====== SUPPLIED MATERIAL

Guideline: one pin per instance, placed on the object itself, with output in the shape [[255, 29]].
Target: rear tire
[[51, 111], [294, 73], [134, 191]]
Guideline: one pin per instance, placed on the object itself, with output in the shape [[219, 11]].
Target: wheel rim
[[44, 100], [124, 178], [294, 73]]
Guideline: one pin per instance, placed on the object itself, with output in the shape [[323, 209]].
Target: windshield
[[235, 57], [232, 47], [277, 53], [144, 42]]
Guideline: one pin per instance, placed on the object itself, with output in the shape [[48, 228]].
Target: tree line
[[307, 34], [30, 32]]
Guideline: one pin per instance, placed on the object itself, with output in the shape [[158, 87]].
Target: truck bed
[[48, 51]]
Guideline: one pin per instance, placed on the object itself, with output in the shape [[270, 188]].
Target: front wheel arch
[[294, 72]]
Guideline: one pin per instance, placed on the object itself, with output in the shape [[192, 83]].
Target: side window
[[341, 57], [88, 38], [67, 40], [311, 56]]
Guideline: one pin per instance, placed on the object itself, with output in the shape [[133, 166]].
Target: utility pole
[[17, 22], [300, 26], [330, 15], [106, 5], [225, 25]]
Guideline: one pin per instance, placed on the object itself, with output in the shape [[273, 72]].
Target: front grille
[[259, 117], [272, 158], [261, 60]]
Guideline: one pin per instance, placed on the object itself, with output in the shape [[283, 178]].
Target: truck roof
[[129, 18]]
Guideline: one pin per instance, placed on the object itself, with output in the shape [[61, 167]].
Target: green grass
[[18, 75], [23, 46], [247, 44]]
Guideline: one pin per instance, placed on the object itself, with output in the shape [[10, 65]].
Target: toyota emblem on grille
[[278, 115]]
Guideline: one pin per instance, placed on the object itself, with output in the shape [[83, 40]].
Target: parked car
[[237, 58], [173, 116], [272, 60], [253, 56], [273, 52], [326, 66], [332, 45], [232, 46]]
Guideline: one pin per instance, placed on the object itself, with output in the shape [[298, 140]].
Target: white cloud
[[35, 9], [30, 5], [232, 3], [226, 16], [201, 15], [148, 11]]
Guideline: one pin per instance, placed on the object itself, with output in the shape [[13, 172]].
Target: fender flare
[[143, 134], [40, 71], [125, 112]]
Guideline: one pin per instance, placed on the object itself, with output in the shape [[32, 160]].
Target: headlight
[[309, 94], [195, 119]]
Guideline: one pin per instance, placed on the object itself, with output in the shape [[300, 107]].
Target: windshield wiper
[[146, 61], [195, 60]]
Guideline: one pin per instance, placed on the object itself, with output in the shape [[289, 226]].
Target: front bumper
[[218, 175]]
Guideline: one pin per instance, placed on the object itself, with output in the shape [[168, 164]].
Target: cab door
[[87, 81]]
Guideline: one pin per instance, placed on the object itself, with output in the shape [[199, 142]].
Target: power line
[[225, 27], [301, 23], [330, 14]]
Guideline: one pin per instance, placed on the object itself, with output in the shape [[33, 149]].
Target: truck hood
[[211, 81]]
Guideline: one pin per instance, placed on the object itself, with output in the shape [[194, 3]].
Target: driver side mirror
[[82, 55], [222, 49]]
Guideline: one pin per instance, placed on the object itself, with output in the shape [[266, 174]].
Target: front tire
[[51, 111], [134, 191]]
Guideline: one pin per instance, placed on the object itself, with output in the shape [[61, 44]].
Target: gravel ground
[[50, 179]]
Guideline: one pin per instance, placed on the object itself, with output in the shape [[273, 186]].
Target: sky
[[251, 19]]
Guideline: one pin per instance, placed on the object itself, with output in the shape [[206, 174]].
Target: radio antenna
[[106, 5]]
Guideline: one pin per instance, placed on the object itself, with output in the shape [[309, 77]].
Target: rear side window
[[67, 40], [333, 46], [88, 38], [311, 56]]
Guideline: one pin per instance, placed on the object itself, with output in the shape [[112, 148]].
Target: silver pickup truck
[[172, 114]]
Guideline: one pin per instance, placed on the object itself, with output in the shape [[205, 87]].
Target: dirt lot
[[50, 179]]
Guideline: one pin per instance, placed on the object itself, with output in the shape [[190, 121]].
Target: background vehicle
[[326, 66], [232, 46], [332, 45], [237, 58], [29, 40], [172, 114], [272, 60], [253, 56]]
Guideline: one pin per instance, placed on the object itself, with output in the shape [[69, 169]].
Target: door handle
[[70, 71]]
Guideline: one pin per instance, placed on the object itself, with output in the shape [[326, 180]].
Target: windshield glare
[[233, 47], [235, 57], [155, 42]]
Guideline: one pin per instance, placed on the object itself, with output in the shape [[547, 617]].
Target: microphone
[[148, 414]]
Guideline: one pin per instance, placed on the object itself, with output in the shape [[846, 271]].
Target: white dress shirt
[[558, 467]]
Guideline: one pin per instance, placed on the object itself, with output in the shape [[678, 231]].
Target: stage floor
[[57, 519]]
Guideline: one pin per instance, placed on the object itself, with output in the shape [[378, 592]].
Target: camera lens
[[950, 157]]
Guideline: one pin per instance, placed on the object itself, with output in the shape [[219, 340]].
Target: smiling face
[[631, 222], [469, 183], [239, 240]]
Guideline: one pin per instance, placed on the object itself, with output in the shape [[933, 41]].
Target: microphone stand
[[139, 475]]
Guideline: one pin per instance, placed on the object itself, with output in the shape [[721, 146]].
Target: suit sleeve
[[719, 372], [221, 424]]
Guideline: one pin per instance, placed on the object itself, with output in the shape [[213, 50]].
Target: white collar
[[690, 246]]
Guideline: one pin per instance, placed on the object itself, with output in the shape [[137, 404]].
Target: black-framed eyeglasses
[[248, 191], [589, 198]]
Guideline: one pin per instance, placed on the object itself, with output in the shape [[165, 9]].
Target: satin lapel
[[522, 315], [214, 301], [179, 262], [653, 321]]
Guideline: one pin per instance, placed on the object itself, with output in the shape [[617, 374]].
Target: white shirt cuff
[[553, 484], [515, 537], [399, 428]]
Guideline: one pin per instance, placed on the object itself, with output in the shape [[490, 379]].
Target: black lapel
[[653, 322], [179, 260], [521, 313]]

============

HOW TO COMPLETE THIS TASK:
Return the opening line of the data and every line after it through the line containing "shape [[323, 209]].", please, exactly as written and with nothing added.

RESPONSE:
Guideline: one pin per instance, placed on the object itself, with output in the shape [[255, 29]].
Target: rear tire
[[51, 111], [294, 73], [134, 191]]
Guideline: one pin per instance, placed on the object itself, with output in the shape [[219, 11]].
Target: wheel rim
[[44, 100], [124, 178], [294, 73]]
Guideline: one pin per instance, placed on the object itself, with output in the shape [[323, 209]].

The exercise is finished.